> **Your task**
Switch every "Kindly" in the items below to "Please" and reproduce the lines with nothing else changed. Leave the pictures out of your answer.

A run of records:
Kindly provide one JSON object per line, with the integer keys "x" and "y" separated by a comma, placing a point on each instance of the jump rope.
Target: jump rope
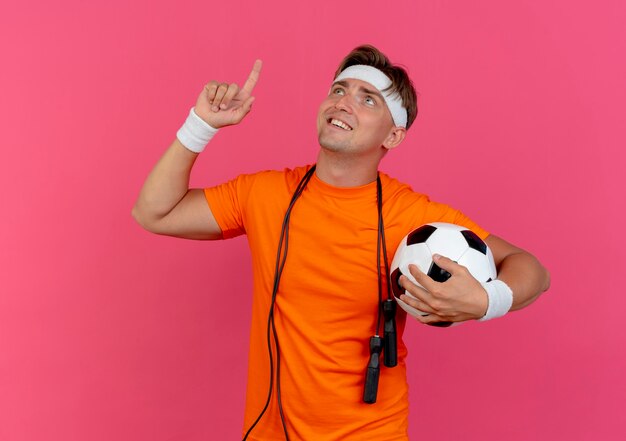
{"x": 386, "y": 310}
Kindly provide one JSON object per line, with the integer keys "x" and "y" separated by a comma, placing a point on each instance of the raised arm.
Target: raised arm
{"x": 166, "y": 205}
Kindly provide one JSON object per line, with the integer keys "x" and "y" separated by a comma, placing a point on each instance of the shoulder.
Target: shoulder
{"x": 288, "y": 177}
{"x": 397, "y": 191}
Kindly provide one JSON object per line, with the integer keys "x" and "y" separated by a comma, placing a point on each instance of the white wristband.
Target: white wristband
{"x": 500, "y": 299}
{"x": 195, "y": 134}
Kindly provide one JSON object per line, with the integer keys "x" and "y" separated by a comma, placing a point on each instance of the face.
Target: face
{"x": 354, "y": 119}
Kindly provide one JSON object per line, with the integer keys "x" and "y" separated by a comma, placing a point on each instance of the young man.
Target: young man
{"x": 317, "y": 307}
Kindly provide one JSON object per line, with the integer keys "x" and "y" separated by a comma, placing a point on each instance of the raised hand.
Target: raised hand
{"x": 223, "y": 104}
{"x": 458, "y": 299}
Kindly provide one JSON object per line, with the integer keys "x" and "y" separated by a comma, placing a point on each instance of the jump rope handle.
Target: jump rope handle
{"x": 390, "y": 336}
{"x": 373, "y": 370}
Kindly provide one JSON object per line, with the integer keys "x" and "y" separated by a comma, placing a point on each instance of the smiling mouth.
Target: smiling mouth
{"x": 340, "y": 124}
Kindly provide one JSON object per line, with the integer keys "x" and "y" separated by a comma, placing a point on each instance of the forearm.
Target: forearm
{"x": 526, "y": 277}
{"x": 166, "y": 185}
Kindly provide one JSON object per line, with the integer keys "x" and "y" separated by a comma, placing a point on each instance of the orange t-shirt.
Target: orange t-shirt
{"x": 327, "y": 302}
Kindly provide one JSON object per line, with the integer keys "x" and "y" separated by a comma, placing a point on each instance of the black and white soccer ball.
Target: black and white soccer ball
{"x": 452, "y": 241}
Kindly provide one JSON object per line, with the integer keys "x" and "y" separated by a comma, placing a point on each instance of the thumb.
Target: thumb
{"x": 445, "y": 263}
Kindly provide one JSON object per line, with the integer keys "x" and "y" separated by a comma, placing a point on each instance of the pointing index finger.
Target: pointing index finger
{"x": 253, "y": 77}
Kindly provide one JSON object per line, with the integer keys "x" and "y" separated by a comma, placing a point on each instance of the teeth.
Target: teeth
{"x": 341, "y": 124}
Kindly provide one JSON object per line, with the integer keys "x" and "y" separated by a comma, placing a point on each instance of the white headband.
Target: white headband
{"x": 380, "y": 81}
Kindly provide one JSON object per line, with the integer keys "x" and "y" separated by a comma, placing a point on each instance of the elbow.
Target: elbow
{"x": 142, "y": 219}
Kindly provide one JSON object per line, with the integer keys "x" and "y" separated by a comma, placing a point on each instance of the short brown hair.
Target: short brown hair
{"x": 400, "y": 81}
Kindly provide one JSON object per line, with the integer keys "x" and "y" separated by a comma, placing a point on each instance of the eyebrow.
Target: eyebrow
{"x": 363, "y": 89}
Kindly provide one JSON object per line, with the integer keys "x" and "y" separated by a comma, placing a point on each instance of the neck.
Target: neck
{"x": 339, "y": 171}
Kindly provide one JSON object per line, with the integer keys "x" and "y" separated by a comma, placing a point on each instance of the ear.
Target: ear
{"x": 395, "y": 137}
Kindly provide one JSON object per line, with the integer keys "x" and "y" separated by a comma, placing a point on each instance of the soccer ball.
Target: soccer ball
{"x": 452, "y": 241}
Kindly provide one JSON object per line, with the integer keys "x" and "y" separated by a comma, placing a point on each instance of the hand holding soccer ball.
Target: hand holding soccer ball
{"x": 437, "y": 271}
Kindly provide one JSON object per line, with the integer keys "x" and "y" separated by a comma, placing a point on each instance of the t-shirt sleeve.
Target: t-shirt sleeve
{"x": 226, "y": 202}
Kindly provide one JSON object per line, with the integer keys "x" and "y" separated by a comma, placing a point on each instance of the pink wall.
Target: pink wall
{"x": 110, "y": 333}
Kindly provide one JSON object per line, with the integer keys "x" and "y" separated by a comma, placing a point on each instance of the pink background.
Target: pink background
{"x": 110, "y": 333}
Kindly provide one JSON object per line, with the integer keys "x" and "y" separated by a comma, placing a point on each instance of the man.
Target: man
{"x": 317, "y": 307}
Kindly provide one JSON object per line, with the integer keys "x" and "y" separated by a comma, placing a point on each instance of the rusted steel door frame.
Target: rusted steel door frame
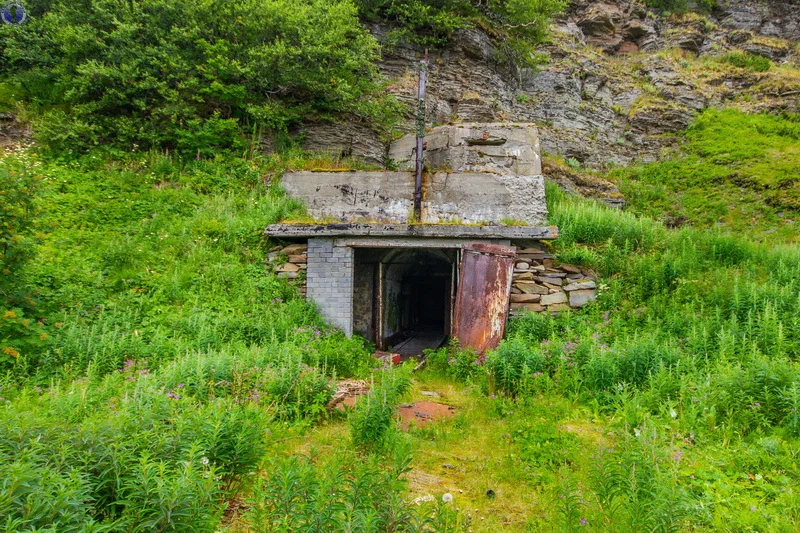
{"x": 482, "y": 296}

> **Response to the exercise**
Please provide one JSON object per line, with the integer keys "x" and "y" separated by a comma, placing a point on each instance of the jump rope.
Target: jump rope
{"x": 386, "y": 310}
Please provide one JSON object per line, with the integer keys "x" and "y" separated by a comma, placing a point on each instance of the raised arm.
Target: raised arm
{"x": 166, "y": 205}
Please provide one JSON object per line, with the integer keys "x" and "y" separated by a comma, placing a point on each instance of the shoulder.
Target: shoulder
{"x": 288, "y": 177}
{"x": 397, "y": 191}
Please provide one JSON object per line, with the integer keys "x" and "y" separated by a comma, placing a point on each instance of the white wristband.
Target: white wristband
{"x": 500, "y": 299}
{"x": 195, "y": 134}
Please provide one JSON object per line, with the integer keys "x" and "y" separated by a comma, placing a point on each instance of the face.
Target: face
{"x": 354, "y": 119}
Please provide one JSON object per line, with the integer keys "x" and "y" separated by a comma, placing a point on each instance of the young man.
Target: young man
{"x": 317, "y": 307}
Please provide one JSON object per line, with the integer keys "x" and "y" separated by a comma, placing a point on each instance of the raised hand.
Target: raised hand
{"x": 223, "y": 104}
{"x": 458, "y": 299}
Please provide one JSON object per line, with the integer keys "x" and "y" separated by a comma, placing a point on each instance of the jump rope handle.
Target: jump rope handle
{"x": 390, "y": 336}
{"x": 373, "y": 370}
Please provide one JSON object per line, with the integer keys "x" and "y" separated by a comma, placing a point on each instance of the smiling mouth.
Target: smiling mouth
{"x": 340, "y": 124}
Please provide one JSON object per line, with the integer keys "x" and "y" separated by a comma, placing a point on each instance of the forearm.
Target: forearm
{"x": 526, "y": 277}
{"x": 166, "y": 185}
Please provide one JSON object per line, with the integer keys "x" and "y" separated by a comma, placing a point on each instance of the orange t-shirt.
Target: orange t-shirt
{"x": 327, "y": 302}
Please provide one JSON object per line, with the integer keys "x" and "y" separated by a comma, placing a point on each instance of the black and white soccer ball.
Target: black and white soccer ball
{"x": 452, "y": 241}
Please provide one JSON object per line, with the integer keys "x" and "y" separated by a comma, placing a point on each instance of the thumb.
Target: thumb
{"x": 445, "y": 263}
Please provide one JSON object per line, with the integer keys "x" and "y" separated by a comma, placing a point on each instance of the pointing index finger.
Target: pointing index finger
{"x": 253, "y": 77}
Please provide one JSON object per line, with the integer keys "x" and "y" separated by a comma, placing a point on each instance of the teeth.
Target: teeth
{"x": 341, "y": 124}
Please provide one JSON object per line, with the integer keys "x" and "y" separated by a comma, placing a point on each instance of the white headband.
Target: white headband
{"x": 380, "y": 81}
Please provide one JSON object per line, with the integer keys "x" and "y" separated by a comma, placing a point on each instance of the elbow.
Target: elbow
{"x": 142, "y": 219}
Please provide one JSON object per line, with the integer keys "x" and "y" separated by a comma, placing a point on each instance of the short brown hair.
Target: short brown hair
{"x": 400, "y": 81}
Please provide one JSON object per line, with the integer keys "x" and "y" separated by a comma, placing a point on each instance of the eyebrow.
Target: eyebrow
{"x": 363, "y": 89}
Please provide one JSON object per line, with the integer keys "x" and "y" separated by a comma, placing a point on each instance of the neck.
Target: neck
{"x": 339, "y": 171}
Please provide one JSON object per line, with the integer keys "x" and "y" separated by a comma, placing a point on each instance of the ear.
Target: ear
{"x": 395, "y": 137}
Please provide one JSON object per line, with the integer keys "x" and "y" separated by a comma, placing a point on each instance of the soccer ball.
Target: soccer ball
{"x": 452, "y": 241}
Please provide one JSON object per line, with the integer keys "x" and "y" separated by a comma, placing a point on each instance of the hand holding soccer ball.
Target: hand holding soccer ball
{"x": 437, "y": 271}
Please provide one JSON object per line, with the integer keys "x" and "y" separated by a comma, placing a point on each instance of the t-shirt sleeve.
Target: t-shirt sleeve
{"x": 226, "y": 202}
Please provide one JSON object per line, with the integer keys "x" and "y" separated by a comma, placing a point on each instance of the pink wall.
Target: pink wall
{"x": 110, "y": 333}
Please provide one JSON object per line, with the integer keys "x" and "y" separated by a comma, placing a point on each instance of the pink background.
Target: pink background
{"x": 110, "y": 333}
Please provide one JSON object per line, with the integer keys "x" and "y" separated by a comma, placing a point on each instance of the man.
Target: man
{"x": 317, "y": 307}
Please provide one JSON object per line, with the integer keys "x" and "y" separated by a comma, placing a point on each instance of the rusted steel door frame.
Target: rusted steel door frame
{"x": 482, "y": 296}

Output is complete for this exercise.